ТЕКСТ ДЛЯ ЧТЕНИЯ:
· · · · ·

Погребенный заживо. Здесь и далее фото А. Севрюгина.
В Персии, как известно, правление монархическое, неограниченное и даже деспотическое. Шах волен в животе и смерти, имуществе и семье каждого; но на самом деле он всецело в руках духовенства и сеидов, т. е. потомков пророка, носящих, для отличия от простых смертных, синие чалмы. Если шах не будет им подчиняться, то легко может сам подвергнуться опасности лишиться престола. Народная масса — фанатики, почему среди нее важную и первенствующую роль играет духовенство, ненавидимое, однако, в душе самими персами как главные грабители и разорители народа, тем не менее эта каста очень сильна в Персии. Чтобы уничтожить такое вредное влияние духовенства на все дела в Персии, действительно, нужно бы было иметь характер Великого Петра, а не Наср-Эдина, считающего себя великим реформатором и воображающего, что он много похож на личность Петра.
Страной, исключая духовенство, управляет также несколько человек, приближенных шаха. В Персии — каждый бедняк и каждый чарводар (погонщик караванов) может разом сделаться министром, заслужив случайно милость шаха, и наоборот — каждый министр может ожидать, что завтра, по какой-либо тоже случайности, он лишится милости шаха, будет нищим и куда-либо сослан, а то так прямо получит предложение отправить самого себя на тот свет посредством кофе, открытия вен в ванне или шелкового шнурка, — известная русская поговорка вполне применима в Персии в прямом и обратном смысле: плох тот солдат, который не надеется быть генералом. Доказательства этому положению приведу дальше.
Мирза Юсуф-хан Аштиани, великий визирь в 1873–1880 и 1885–1887 гг.

· · · · ·

(Указания на именованные объекты)
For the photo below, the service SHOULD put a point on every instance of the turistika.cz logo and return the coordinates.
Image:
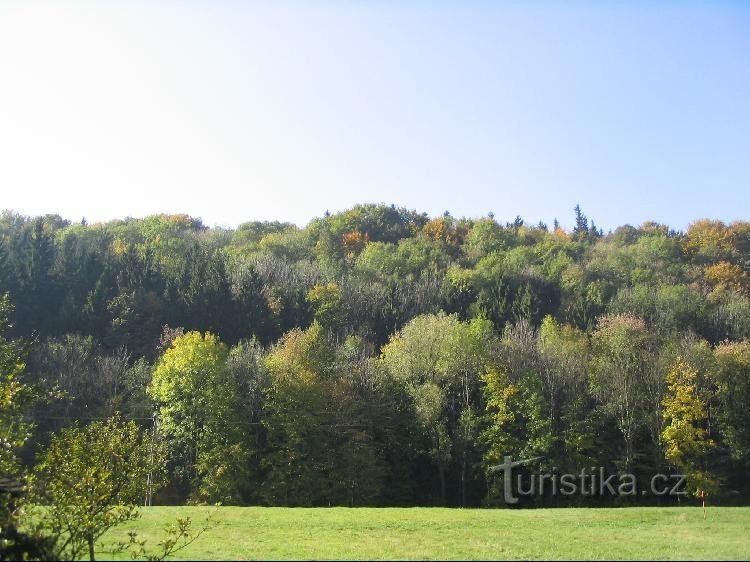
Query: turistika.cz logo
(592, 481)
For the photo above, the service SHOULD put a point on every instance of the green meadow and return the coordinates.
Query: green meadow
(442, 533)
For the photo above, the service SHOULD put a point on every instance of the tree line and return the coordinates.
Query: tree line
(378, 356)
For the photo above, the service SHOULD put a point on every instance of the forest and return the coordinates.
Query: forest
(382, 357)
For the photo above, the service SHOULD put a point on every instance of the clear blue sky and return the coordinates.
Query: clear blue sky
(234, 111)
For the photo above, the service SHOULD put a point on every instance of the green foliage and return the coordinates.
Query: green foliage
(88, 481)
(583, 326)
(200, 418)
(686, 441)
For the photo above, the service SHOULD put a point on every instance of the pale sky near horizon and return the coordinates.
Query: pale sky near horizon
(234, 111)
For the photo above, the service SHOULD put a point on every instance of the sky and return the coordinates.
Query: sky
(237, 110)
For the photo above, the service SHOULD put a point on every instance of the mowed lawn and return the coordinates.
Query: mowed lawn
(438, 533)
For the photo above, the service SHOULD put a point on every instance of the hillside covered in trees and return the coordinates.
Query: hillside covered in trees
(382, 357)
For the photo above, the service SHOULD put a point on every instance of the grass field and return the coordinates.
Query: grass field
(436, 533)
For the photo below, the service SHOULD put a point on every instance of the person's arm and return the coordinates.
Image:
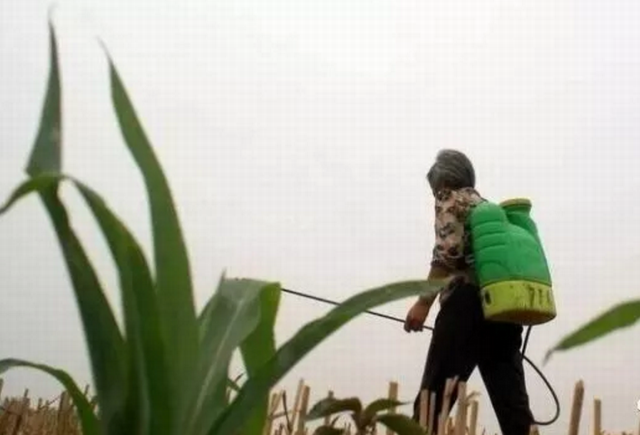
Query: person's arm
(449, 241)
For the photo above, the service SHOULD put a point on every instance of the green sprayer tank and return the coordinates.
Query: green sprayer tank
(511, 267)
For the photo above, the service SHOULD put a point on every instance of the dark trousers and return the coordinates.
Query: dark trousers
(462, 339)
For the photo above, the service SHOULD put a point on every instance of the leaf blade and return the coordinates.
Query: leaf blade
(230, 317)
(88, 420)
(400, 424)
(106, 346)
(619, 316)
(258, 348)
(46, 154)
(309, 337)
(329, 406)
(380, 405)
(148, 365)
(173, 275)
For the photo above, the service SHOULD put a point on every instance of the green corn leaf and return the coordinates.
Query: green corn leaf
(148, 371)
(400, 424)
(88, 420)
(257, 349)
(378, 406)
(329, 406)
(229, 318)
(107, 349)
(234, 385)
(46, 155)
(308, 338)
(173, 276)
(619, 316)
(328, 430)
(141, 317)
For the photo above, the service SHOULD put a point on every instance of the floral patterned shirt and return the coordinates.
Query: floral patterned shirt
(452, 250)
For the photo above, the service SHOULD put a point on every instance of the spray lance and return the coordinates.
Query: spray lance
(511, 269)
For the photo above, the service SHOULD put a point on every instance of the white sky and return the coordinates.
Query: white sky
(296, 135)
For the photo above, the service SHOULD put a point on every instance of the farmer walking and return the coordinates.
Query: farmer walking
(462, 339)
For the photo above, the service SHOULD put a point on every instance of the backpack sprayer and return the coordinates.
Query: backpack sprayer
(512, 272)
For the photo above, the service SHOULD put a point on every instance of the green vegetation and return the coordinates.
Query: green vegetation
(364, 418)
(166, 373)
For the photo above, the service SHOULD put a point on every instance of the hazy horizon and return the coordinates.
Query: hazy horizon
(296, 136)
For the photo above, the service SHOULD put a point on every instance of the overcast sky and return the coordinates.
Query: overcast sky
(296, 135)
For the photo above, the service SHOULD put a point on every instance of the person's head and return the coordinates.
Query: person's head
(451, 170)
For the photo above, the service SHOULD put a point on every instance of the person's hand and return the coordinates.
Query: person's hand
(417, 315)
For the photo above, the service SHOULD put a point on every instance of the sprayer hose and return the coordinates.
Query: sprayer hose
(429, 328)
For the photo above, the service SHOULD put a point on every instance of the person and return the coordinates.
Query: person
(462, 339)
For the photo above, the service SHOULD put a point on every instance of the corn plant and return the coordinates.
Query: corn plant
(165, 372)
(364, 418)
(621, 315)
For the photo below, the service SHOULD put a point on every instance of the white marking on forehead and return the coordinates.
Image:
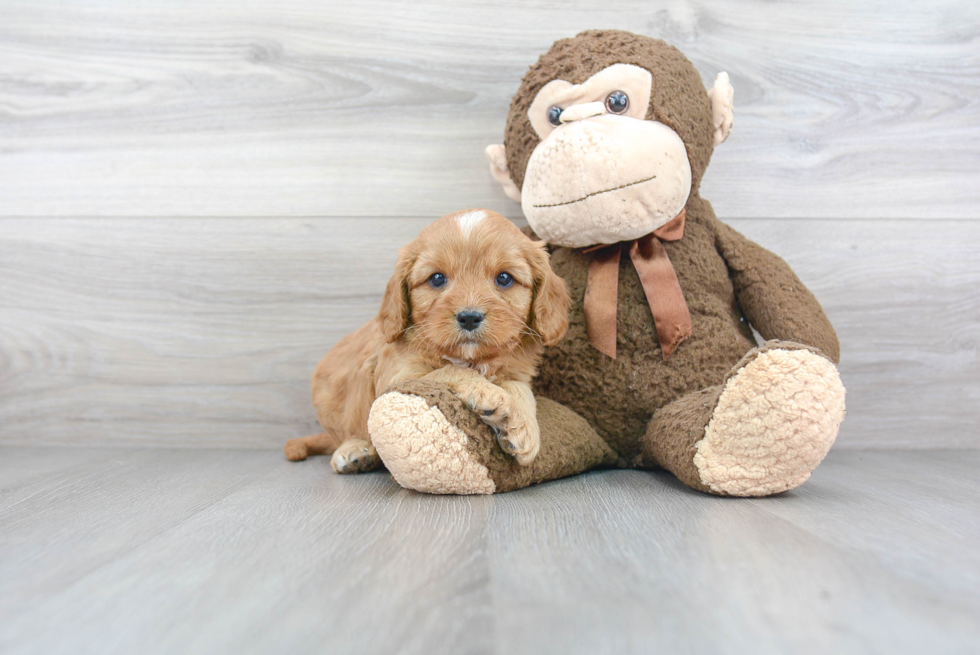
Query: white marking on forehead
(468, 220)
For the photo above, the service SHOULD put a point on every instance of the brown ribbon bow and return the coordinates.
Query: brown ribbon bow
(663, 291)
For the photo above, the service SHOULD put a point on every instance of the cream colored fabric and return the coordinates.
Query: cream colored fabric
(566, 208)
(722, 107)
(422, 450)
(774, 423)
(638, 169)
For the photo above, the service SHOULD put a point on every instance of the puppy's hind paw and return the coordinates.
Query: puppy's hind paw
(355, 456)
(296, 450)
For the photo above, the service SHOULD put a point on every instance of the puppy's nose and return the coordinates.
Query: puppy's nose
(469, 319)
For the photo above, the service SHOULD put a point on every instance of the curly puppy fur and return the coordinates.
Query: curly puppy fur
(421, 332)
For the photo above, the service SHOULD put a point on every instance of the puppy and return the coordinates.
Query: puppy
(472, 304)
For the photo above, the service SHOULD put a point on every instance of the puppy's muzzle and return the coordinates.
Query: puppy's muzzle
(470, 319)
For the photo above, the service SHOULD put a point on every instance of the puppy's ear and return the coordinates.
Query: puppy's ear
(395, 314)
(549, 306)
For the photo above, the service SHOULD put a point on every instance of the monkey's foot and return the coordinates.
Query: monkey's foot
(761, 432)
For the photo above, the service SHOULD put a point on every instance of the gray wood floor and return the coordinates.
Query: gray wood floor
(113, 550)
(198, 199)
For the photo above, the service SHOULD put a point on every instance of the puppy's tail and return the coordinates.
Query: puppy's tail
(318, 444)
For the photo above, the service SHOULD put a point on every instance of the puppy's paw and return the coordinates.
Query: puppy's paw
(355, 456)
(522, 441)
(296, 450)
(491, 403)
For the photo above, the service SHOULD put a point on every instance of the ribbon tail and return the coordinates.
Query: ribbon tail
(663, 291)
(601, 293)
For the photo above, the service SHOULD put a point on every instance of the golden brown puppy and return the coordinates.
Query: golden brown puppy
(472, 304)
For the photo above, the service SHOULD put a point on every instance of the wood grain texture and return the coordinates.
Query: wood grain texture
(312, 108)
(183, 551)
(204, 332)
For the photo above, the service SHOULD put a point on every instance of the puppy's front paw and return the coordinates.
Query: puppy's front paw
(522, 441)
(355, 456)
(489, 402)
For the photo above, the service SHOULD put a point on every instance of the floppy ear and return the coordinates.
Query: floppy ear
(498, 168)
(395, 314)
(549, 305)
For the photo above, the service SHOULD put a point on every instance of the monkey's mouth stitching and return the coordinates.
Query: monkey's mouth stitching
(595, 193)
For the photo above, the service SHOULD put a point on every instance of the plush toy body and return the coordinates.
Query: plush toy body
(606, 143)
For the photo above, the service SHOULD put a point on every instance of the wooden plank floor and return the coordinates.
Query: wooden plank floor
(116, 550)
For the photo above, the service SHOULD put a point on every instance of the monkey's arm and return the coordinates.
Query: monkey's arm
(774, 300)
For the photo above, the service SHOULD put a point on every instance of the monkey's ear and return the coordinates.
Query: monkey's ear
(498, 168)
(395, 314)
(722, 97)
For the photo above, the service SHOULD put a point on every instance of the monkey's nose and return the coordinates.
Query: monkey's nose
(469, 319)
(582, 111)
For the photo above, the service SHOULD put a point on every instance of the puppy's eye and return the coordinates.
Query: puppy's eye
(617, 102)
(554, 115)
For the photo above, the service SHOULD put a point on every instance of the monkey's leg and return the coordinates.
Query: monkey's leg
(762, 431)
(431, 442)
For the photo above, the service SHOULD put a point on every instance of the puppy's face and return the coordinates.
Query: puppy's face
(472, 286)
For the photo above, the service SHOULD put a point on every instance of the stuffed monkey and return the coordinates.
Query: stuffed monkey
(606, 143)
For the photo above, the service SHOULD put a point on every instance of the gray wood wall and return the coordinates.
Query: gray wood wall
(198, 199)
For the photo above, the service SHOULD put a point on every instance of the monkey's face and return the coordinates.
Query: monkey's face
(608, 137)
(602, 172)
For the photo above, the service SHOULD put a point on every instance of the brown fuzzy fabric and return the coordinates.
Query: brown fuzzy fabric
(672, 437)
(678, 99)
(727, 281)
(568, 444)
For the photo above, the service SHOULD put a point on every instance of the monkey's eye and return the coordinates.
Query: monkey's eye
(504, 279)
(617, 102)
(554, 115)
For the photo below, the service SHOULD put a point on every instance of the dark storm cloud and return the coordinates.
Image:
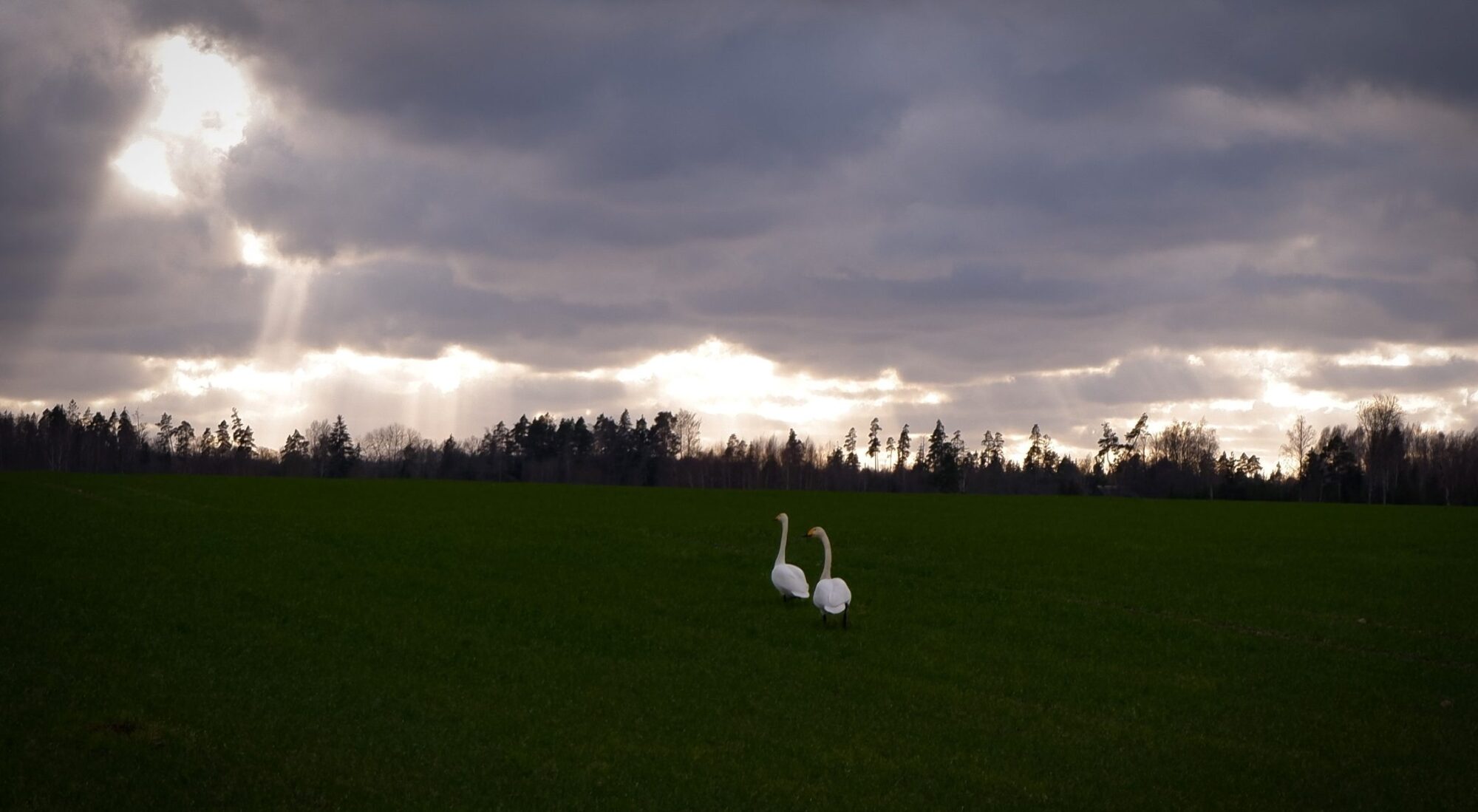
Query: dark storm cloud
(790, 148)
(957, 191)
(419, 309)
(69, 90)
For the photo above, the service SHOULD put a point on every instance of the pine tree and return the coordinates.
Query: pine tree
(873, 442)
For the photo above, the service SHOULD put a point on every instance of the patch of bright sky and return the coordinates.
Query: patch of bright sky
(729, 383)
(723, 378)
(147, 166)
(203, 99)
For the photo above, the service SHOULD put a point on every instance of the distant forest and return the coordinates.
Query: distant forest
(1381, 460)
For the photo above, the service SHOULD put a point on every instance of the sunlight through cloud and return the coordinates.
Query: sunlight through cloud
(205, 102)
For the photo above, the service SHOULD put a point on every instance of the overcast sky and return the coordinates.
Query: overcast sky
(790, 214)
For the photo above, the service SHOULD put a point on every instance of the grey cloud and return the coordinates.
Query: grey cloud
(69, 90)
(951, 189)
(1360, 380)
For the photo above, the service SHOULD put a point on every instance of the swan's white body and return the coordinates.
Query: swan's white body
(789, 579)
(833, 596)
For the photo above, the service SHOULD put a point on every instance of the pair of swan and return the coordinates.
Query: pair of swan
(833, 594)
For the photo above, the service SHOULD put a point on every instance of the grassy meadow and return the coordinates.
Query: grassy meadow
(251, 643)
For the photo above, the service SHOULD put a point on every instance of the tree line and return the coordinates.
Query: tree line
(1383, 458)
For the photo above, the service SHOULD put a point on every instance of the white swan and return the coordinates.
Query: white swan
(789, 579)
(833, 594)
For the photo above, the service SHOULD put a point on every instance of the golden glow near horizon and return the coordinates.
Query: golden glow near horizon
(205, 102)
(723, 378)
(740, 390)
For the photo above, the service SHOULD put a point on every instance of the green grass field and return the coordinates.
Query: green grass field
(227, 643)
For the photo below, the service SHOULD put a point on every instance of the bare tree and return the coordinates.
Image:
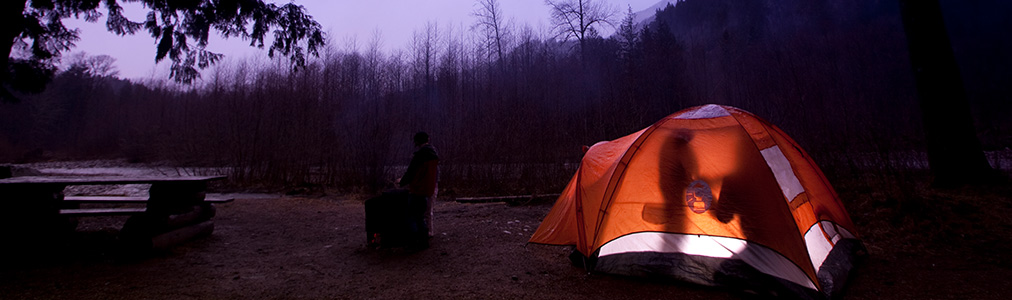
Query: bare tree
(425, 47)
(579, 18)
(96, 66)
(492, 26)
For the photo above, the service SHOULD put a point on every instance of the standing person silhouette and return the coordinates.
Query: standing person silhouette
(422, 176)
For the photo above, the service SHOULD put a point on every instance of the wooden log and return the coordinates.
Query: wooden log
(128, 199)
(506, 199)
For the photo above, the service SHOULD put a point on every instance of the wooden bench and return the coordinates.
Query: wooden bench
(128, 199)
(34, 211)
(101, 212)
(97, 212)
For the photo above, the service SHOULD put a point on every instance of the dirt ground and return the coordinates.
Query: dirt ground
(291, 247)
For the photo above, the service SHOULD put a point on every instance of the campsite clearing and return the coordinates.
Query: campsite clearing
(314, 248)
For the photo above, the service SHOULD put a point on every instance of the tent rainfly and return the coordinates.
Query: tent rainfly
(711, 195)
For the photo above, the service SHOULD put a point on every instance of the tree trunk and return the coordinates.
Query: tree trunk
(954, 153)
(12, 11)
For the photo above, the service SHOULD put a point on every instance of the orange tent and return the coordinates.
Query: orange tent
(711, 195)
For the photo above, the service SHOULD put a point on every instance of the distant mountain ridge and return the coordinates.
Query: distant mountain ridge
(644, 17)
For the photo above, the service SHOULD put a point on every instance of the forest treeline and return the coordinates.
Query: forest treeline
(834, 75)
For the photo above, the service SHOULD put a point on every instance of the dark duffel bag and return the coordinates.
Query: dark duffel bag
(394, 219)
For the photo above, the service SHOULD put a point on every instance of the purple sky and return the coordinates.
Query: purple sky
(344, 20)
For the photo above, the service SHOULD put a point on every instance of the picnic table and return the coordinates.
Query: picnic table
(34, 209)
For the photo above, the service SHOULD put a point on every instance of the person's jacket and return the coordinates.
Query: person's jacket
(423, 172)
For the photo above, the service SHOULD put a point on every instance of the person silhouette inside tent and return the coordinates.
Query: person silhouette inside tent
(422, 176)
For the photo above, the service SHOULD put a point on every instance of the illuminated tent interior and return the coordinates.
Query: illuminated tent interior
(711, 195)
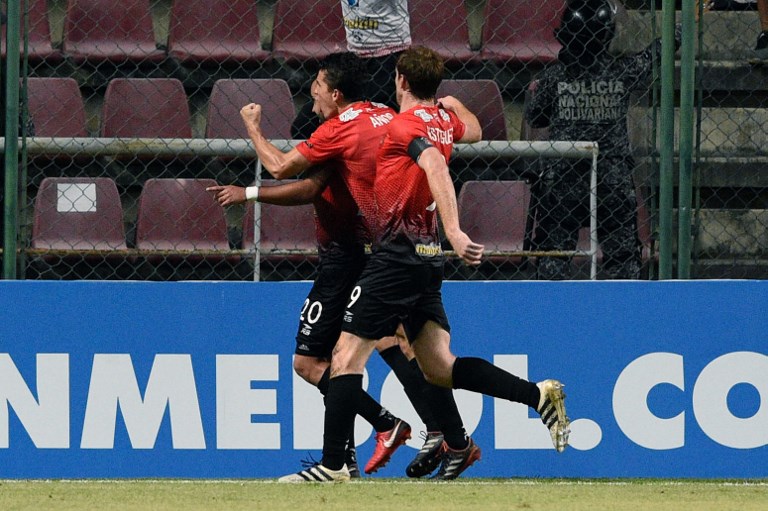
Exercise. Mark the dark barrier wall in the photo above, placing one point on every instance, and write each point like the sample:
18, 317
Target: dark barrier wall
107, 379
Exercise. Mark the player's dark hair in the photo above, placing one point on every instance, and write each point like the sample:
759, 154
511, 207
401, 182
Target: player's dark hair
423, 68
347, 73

· · · · ·

ЗАДАНИЯ:
(a) Назовите все способы, которыми, согласно тексту об управлении Персией, министр может получить предложение отправить самого себя на тот свет.
(b) Продолжите текст об управлении Персией после его последнего предложения.

ОТВЕТЫ:
(a) Это кофе, открытие вен в ванне и шелковый шнурок.

(b)
В столице Персии Тегеране имеются, конечно, по европейскому образцу министерства: иностранных дел, внутренних, военное, работ, искусств, почт и телеграфов и даже флота, хотя флот состоит всего из двух пароходов: одного на Каспийском море, «Шах-Наср-Эдин», и другого на Персидском заливе, — если не ошибаюсь, «Персеполис», двигающегося с большим трудом, так как низ его корпуса весь оброс раковинами. Не нужно воображать, что все эти министерства, как у нас, переполнены массою начальников и легионом писарей и архивов, — ничего подобного. Разыскав по расспросам с трудом помещение какого-либо министерства, вы входите туда по своему делу, и ваш глаз поражен двумя-тремя пустыми комнатами без признаков мебели. На полу сидит несколько человек мирз, т. е. грамотных писарей, пишущих на длинных лентах, вырезанных из бумаги, которые держат прямо на ладони. Перед каждым, на полу же, стоит по календуну, т. е. длинному пеналу, к которому приделана и чернильница; тут же лежат ножницы и деревянные палочки, заменяющие перья. На стенах висят мешочки, — это и есть хранилище бумаг или архив, куда и затыкают деловые документы, скрутив их предварительно в трубочки. Иногда бумажные ленты, на которых пишут в непомерную длину, достигая нескольких аршин: они образуются из бумажных полос, постепенно склеиваемых одна с другой. Войдя в такое министерство, вы обращаетесь к одному из мирз (писак) по вашему делу; выслушавши, он почти всегда скажет, чтоб обратились к министру или его помощнику, потому что даже в пустяшных делах у персов все решают министры, которые, надо отдать справедливость, всегда очень любезны с европейцами. Вот общий образец всех министерств, но я никак, однако, не мог найти министерства флота, хотя отлично знал самого министра флота голландца Кене. Все дела, таким образом, зависят от министров, но насколько они падки на бешкеши т. е. на взятки, подарки! Для удовлетворения любопытства читателей опишу некоторые министерства и их министров времени моего пребывания в Персии, т. е. за 6 лет, с 1882 по 1888 гг.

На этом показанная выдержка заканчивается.